> [Written problem]
Give every line of the material again, exactly as written.

> [Data shown]

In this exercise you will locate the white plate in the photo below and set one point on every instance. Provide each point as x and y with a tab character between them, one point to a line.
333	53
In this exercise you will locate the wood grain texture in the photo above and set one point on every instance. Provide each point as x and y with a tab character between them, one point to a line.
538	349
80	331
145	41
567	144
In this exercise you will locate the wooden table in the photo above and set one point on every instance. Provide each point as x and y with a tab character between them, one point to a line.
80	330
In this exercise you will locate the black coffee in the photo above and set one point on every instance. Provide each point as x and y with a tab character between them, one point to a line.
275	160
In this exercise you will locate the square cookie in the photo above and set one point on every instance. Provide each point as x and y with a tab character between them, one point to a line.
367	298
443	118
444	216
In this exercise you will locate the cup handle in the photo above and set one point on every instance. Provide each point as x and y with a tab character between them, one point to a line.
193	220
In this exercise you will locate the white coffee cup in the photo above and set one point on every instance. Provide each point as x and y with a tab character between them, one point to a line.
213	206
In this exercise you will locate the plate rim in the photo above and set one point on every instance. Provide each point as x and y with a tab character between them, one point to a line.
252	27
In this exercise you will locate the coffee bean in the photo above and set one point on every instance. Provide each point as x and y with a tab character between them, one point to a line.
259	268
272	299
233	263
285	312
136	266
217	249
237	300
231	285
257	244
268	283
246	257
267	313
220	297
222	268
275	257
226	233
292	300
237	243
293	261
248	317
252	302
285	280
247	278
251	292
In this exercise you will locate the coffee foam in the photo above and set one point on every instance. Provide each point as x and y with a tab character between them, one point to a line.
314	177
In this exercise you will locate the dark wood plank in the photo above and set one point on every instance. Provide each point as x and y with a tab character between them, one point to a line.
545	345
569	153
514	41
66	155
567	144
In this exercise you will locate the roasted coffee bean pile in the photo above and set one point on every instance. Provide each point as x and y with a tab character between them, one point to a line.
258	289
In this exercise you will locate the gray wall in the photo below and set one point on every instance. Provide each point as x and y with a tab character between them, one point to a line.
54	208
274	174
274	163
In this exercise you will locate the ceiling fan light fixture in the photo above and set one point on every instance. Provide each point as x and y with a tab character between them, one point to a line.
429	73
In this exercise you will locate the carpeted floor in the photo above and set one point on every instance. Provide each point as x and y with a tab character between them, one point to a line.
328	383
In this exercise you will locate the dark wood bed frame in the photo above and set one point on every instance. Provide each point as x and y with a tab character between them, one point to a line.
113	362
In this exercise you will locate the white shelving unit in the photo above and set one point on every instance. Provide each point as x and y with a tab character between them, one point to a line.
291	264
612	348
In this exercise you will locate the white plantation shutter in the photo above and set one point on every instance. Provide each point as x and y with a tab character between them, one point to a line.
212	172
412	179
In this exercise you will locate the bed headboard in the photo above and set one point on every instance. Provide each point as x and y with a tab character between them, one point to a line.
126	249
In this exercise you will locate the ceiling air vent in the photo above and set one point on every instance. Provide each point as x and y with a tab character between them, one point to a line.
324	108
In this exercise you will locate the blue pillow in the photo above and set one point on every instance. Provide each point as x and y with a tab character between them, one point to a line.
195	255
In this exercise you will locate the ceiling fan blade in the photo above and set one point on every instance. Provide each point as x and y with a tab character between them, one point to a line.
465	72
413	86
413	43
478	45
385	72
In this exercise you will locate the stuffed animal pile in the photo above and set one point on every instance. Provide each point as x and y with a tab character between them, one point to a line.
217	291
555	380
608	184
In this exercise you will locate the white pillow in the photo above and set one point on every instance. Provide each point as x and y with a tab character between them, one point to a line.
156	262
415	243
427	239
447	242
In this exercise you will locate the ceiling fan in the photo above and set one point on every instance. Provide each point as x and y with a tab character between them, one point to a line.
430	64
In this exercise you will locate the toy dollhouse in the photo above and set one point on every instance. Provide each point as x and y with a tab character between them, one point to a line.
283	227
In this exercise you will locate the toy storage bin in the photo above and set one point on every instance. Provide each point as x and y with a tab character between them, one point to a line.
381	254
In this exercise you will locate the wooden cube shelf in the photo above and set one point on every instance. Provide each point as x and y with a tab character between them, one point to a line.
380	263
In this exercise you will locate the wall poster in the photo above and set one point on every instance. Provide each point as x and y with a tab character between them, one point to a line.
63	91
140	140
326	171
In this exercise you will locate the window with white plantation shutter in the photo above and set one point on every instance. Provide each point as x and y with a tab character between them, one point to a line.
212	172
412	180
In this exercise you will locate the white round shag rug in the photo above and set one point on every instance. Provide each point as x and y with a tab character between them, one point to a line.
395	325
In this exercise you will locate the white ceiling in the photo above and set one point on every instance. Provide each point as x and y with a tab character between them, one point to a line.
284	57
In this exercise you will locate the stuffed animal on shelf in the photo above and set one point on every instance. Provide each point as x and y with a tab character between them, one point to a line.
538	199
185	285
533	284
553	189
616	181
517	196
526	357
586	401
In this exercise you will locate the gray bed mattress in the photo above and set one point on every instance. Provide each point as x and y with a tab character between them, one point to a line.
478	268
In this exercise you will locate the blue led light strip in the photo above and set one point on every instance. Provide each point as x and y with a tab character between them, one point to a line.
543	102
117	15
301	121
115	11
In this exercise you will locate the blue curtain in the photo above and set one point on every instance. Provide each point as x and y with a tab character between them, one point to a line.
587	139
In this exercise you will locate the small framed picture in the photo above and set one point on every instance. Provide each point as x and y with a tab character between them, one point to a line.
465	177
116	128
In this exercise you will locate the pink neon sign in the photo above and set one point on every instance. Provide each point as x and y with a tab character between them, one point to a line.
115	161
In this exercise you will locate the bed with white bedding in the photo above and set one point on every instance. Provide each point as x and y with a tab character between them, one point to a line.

> [Task response]
In this exercise you will locate the white plate in the photo below and set one point on every instance. Provide each point as x and y with a tab character between them, one point to a line.
333	53
In this exercise you will locate the wood grain texture in the photo above and set one point on every instance. Provide each point as x and y with a tab character between them, one point to a line.
538	349
80	331
145	41
567	144
In this exercise you will locate the wooden table in the photo above and set one point on every instance. Provide each point as x and y with a tab character between them, one point to a line.
80	330
In this exercise you will locate the black coffee in the photo above and set one point on every instance. Provide each point as x and y with a tab character between them, one point to a line.
275	160
In this exercise you will locate the square cookie in the photo above and set one point on every instance. Provide each point as x and y with a tab character between them, one point to a line.
367	298
443	118
444	216
In this exercise you will locate the cup handle in the photo above and set one point on every instance. Provide each point as x and y with a tab character between them, one point to a line.
193	220
In this exercise you will locate the white coffee cup in the photo above and set one point on every instance. Provide each point as x and y with a tab character between them, one point to a line.
213	206
In this exercise you will locate the plate rim in the photo above and set one point on every instance. Provide each point as x and y with a tab character between them, one point to a line.
252	27
In this exercise you will locate the coffee bean in the photo above and set one point on every instance. Provide each point as x and y with a tab character between them, one point to a line.
259	268
272	299
233	263
285	312
136	266
217	249
237	300
231	285
257	244
268	283
246	257
267	313
220	297
222	268
275	257
226	233
292	300
237	243
293	261
248	317
252	302
285	280
247	278
251	292
In this exercise you will locate the coffee foam in the photo above and set one point on every instance. Provide each point as x and y with a tab character between them, one point to a line.
314	177
In this exercise you will locate the dark wood plank in the photo above and set one point on every instance. Provide each point as x and y with a tab character between them, one point to a line.
545	345
569	153
514	41
66	155
567	144
In this exercise you will locate the roasted coffee bean pile in the photo above and set one point on every instance. Provide each point as x and y with a tab character between them, one point to a line.
258	289
In this exercise you will locate the gray wall in the photo below and set one point on every instance. Provide each point as x and y with a tab character between them, one point to a line.
54	208
274	174
274	163
In this exercise you will locate the ceiling fan light fixture in the photo above and set one point on every instance. Provide each point as x and y with a tab character between them, one point to a line.
429	73
In this exercise you will locate the carpeted floor in the photo above and set one point on every instance. Provide each point as x and y with a tab character between them, one point to a line.
328	383
In this exercise you will locate the dark wood bed frame in the photo above and set one point on every instance. Provide each point as x and y with a tab character between them, one point to a line.
113	362
In this exercise you will locate the white shelving unit in the photo above and set one point on every instance. Provide each point as x and y with a tab character between them, one point to a line.
291	264
612	348
In this exercise you will locate the white plantation shutter in the photo above and set one point on every instance. Provide each point as x and y with a tab character between them, one point to a line.
212	172
412	179
In this exercise you will locate the bed headboard in the photo above and set one point on every instance. Provide each point as x and y with a tab character between them, one point to a line.
126	249
In this exercise you will locate the ceiling air vent in the photo above and set one point on every instance. Provide each point as x and y with a tab character between them, one point to a line.
324	108
In this exercise you will locate the blue pillow in the photo above and set one point on every instance. Provide each point as x and y with a tab character between them, one point to a line.
195	255
In this exercise you will locate the ceiling fan blade in the photo above and set one point on every instance. Provide each point as x and y with a tab character between them, one point to a line.
465	72
413	86
413	43
478	45
385	72
In this exercise you will locate the stuffed animal pile in the photo above and set one point on every instance. Provide each point as x and y with a tab character between them, one point to a line.
217	291
555	380
608	184
In this exercise you will locate the white pillow in the photo above and set one point on every instance. Provide each point as x and y with a tab character between them, one point to a line.
156	262
415	243
427	239
447	242
In this exercise you will locate the ceiling fan in the photo above and set one point on every instance. Provide each point as x and y with a tab character between them, one point to a line.
430	64
In this exercise you will locate the toy dollhouse in the photo above and set one point on every instance. Provide each point as x and y with a tab character between them, one point to a line.
283	227
In this exercise you will locate the toy storage bin in the photo above and set one point on every instance. Provide each point as x and y with a tab character between them, one point to a line.
381	254
In this exercise you will locate the wooden cube shelf in the photo above and set one point on every instance. Provide each point as x and y with a tab character between them, one point to a line.
380	263
In this exercise you will locate the wall poster in the photo above and set one point on every instance. Provide each point as x and y with a tab character between them, one point to a line.
63	91
140	140
326	171
In this exercise you will locate the window with white plantation shutter in the photo above and set one point on every instance. Provide each point as x and y with a tab character between them, one point to a line.
212	172
412	180
In this exercise you will locate the white round shag rug in the photo above and set one point on every instance. Provide each point as x and y with a tab character between them, one point to a line.
395	325
In this exercise you will locate the white ceiling in the photo above and set one point on every instance. Provide each point as x and y with a tab character between them, one point to a line.
284	57
In this exercise you will locate the stuffed animal on shelf in the photo above and set one point on every instance. Provide each point as x and y with a tab character between them, one point to a line.
538	199
185	285
533	284
553	189
616	181
517	196
526	357
586	401
In this exercise you will locate the gray bed mattress in the photo above and set one point on every instance. Provide each point as x and y with a tab character between them, one point to a line.
478	268
In this exercise you will locate the blue led light strip in the photo above and set one point on every instance. Provide each point as x and y with a tab character between them, one point to a line.
543	102
117	15
301	121
115	11
In this exercise you will locate the blue curtain in the photo above and set one point on every instance. Provide each point as x and y with a tab character between them, one point to a line.
587	139
In this exercise you will locate the small framed picture in the photo above and set one point on every instance. Provide each point as x and y with a tab character between them, one point to a line.
465	177
116	128
In this exercise you will locate the pink neon sign in the photo above and set one point on every instance. Provide each point as x and y with a tab character between them, one point to a line.
115	161
In this exercise you will locate the bed with white bedding in the photo above and set one point on every instance. Provide each point as x and y with a tab character between them, one point to a line.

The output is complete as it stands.